▸ DATASET EXTRACT:
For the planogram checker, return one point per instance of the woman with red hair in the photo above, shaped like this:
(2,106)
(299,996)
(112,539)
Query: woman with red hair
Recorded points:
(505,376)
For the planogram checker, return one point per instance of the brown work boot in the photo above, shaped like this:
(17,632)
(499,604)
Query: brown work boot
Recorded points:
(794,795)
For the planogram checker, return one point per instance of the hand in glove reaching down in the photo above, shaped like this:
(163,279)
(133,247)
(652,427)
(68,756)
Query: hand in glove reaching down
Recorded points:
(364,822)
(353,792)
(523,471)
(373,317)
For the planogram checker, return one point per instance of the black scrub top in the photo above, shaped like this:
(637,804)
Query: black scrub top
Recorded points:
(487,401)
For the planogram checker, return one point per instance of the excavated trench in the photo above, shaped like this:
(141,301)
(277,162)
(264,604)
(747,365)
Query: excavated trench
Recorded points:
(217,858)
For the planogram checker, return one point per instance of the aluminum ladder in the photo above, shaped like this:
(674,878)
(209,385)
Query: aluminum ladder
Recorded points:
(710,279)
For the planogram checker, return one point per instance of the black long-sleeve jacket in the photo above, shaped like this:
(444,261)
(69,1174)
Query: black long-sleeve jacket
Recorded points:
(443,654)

▸ WHAT THE EXERCISE ASKS: Transcribe the material in full; every line must match exactly.

▸ TASK OUTPUT:
For the planogram checker, return one point per instance of the woman with red hair in the photo above, shaped like this:
(2,106)
(299,996)
(112,539)
Query: woman with red hair
Recorded points:
(505,376)
For the planogram checker, return one point per instance of the brown work boot in the photo above, shaped like this:
(17,632)
(499,604)
Query: brown work boot
Recorded points:
(794,795)
For the planogram checker, return one point per instance of the hand in glove reaching down in the photo above, shaped like this:
(163,279)
(133,247)
(652,427)
(68,756)
Query: hand in glove reaching down
Recorded points:
(364,822)
(353,792)
(523,471)
(373,317)
For the planogram checker, return one point per instance of the black scrub top in the photo above, shaped like this:
(637,804)
Query: black scrub top
Recorded points:
(487,401)
For the planogram checker, return one point per instance of the excavated trench in the photo above, shaped like this:
(141,301)
(277,162)
(264,604)
(747,365)
Query: excavated trench
Recorded points:
(217,858)
For the planogram checker, return one point per instance of the aluminum ladder in the photo above, shaped like this:
(674,878)
(209,385)
Query: aluminum ladder
Recorded points:
(710,279)
For the planogram checker, return one point per instance of the black long-sleeve jacket in the photo above, shaped like this:
(444,261)
(69,1174)
Query: black long-sleeve jacket
Recorded points:
(443,654)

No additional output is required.